In full and without edits, write out the data that follows.

☆ ☆ ☆ ☆

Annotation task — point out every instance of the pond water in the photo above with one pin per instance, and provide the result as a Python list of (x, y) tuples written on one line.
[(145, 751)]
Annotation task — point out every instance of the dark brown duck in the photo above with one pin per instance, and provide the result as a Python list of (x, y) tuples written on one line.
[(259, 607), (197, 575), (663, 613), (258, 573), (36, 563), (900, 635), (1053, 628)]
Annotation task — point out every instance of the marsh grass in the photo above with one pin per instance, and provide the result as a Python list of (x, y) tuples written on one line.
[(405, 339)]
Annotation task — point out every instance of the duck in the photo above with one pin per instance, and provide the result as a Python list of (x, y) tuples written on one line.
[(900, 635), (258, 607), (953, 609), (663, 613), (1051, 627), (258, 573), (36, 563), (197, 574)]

☆ ☆ ☆ ☆

**Your solution:**
Annotation task — point out every instance of the pond water in the photo above with one pin per instance, and provide the result as a Python list of (x, y) tuples written on one line.
[(145, 751)]
Annotation task — point out every instance of the dark brown duck in the photo above with one pin per instance, and provide the result as a Python list of (x, y) tuples written on one line.
[(259, 607), (197, 575), (663, 613), (258, 573), (36, 563), (900, 635), (1053, 628)]
Annotation task — point out every instance of the marsh grass in the photo above with one pin per instance, and provide the result as a Python list of (x, y) tuples written on one line.
[(405, 339)]
Annotation task — point out every instance of the duck in the photo above with one pin per instance, and provide the result as a Python list of (x, y) tuples written on one line.
[(900, 635), (258, 607), (953, 609), (663, 613), (1051, 627), (258, 573), (36, 563), (197, 574)]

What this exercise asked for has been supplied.